--- Start of SUPPLIED RECORDS ---

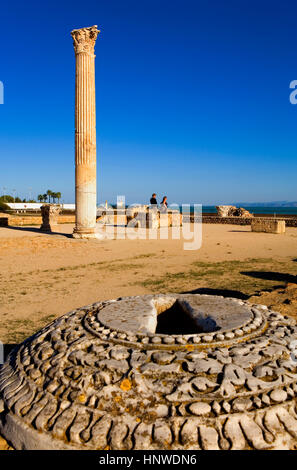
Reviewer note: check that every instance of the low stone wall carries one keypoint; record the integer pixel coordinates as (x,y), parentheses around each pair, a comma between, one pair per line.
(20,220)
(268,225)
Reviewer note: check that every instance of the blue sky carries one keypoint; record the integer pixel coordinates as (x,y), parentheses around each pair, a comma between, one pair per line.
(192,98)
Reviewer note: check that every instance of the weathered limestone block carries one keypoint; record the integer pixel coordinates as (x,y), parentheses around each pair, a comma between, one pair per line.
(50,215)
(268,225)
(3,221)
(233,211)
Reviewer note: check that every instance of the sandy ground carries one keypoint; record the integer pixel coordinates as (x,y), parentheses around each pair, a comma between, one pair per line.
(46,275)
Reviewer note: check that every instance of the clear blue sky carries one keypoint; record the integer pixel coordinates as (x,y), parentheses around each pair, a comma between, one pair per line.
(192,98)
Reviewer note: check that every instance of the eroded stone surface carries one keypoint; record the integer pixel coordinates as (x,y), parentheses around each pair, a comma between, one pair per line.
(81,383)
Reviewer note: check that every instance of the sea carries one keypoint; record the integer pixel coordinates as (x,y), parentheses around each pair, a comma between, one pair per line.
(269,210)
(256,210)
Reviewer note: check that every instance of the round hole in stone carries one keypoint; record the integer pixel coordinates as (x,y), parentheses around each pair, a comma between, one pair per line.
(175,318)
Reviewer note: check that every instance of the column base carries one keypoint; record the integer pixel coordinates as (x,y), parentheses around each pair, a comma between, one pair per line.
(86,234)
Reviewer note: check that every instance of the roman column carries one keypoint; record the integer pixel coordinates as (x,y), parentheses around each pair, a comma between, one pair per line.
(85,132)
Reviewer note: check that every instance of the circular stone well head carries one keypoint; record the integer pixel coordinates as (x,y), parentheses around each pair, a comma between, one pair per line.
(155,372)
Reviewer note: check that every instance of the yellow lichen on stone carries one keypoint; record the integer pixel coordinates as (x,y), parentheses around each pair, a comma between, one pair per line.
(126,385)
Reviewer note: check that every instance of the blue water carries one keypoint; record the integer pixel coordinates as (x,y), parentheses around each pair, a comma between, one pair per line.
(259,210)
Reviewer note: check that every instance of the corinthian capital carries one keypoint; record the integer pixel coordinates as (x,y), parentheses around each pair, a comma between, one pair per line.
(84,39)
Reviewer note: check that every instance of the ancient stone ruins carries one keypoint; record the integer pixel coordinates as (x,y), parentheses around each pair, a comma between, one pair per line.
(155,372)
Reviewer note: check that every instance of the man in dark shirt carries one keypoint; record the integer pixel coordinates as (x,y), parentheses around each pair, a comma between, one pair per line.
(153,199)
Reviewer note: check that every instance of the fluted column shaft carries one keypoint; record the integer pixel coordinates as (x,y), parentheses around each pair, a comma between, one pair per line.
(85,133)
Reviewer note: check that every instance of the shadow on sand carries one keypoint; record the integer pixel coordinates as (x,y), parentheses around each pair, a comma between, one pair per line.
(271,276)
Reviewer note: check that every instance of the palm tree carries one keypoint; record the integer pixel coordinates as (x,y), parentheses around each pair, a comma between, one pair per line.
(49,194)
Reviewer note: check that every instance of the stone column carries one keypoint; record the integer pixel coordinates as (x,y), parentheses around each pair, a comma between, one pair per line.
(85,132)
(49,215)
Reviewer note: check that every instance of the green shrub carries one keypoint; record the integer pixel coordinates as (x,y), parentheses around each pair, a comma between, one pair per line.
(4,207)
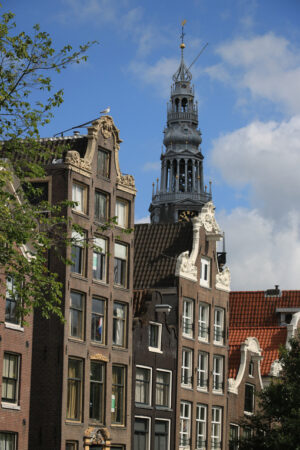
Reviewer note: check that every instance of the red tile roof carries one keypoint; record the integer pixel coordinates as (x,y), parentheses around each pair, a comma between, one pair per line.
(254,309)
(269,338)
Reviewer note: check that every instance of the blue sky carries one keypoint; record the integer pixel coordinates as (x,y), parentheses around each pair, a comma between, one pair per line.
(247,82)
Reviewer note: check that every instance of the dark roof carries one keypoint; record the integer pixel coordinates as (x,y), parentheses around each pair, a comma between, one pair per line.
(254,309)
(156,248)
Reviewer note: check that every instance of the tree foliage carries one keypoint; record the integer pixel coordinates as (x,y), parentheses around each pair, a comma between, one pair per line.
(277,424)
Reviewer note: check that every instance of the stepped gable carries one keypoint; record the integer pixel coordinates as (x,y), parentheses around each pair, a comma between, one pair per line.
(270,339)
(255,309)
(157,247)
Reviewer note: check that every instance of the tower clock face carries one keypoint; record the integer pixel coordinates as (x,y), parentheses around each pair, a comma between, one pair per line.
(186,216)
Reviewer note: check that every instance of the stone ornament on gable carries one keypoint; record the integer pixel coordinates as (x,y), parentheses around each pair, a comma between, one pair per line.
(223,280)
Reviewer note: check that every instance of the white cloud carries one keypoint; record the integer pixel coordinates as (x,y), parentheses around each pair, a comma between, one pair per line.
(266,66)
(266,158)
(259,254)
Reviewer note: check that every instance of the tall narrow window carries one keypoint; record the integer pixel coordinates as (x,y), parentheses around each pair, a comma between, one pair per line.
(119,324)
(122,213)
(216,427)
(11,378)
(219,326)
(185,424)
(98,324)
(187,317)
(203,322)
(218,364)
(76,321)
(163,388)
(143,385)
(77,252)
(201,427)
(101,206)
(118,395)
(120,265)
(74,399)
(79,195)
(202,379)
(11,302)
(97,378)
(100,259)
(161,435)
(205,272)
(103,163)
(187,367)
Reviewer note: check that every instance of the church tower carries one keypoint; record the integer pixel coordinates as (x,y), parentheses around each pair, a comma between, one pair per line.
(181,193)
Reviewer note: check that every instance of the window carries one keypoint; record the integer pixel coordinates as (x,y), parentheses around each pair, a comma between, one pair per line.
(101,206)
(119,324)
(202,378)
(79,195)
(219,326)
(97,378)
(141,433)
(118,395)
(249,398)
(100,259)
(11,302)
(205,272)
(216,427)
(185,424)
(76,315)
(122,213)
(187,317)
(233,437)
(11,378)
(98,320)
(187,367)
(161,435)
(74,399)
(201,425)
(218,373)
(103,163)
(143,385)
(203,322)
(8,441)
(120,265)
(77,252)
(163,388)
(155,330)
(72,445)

--- End of SUPPLIED RECORDS ---
--- Start of SUPPLIED RECORDS ---

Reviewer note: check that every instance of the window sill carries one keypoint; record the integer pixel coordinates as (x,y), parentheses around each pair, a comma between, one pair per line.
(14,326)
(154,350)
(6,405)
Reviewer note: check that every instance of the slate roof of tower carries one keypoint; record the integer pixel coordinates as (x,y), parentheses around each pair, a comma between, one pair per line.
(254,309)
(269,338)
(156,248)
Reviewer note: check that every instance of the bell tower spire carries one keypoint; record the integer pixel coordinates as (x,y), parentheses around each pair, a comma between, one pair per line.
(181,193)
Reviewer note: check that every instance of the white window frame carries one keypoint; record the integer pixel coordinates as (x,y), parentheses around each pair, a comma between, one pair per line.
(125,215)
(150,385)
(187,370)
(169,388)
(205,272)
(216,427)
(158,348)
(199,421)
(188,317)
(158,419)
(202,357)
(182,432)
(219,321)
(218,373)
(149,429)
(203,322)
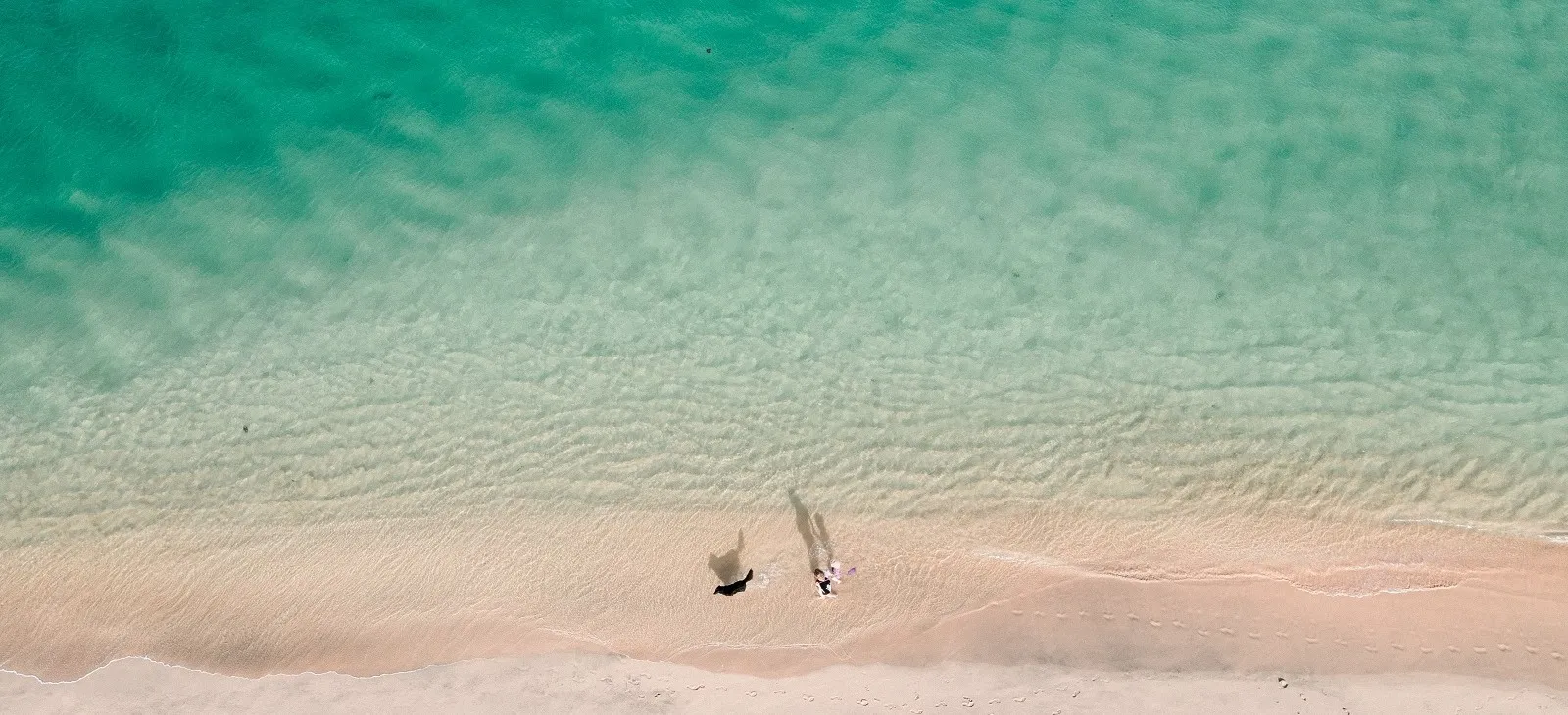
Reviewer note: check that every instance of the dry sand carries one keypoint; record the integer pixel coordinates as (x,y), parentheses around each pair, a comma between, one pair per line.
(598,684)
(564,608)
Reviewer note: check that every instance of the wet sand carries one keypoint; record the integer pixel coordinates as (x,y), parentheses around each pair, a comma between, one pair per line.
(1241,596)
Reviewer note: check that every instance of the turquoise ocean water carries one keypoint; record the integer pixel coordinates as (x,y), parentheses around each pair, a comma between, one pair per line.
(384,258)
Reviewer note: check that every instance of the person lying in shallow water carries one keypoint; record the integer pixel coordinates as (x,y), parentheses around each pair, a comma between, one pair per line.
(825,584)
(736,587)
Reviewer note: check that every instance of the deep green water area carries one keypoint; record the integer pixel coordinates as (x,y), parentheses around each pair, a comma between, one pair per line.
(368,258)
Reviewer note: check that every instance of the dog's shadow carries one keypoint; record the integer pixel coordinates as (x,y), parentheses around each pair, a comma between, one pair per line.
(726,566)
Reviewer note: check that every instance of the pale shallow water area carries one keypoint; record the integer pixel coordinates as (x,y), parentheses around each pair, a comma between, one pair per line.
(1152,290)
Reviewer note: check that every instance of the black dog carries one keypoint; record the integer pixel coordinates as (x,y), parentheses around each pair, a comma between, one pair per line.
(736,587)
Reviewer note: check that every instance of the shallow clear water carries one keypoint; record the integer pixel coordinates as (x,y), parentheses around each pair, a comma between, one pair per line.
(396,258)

--- End of SUPPLIED RECORDS ---

▶ **SET PROBLEM**:
Return every line of the material above that contains the word "white".

▶ **TASK ANSWER**:
Reviewer note: check that every instance of the white cloud carries one keypoint; record the integer pixel coordinates as (x,y), parentheses around each pair, a comma between, one pair per line.
Reviewer note: check that every instance of the white window frame carries one keypoint; record the integer pixel coordinates as (x,y), parentheses around each pair, a comma between, one pair per line.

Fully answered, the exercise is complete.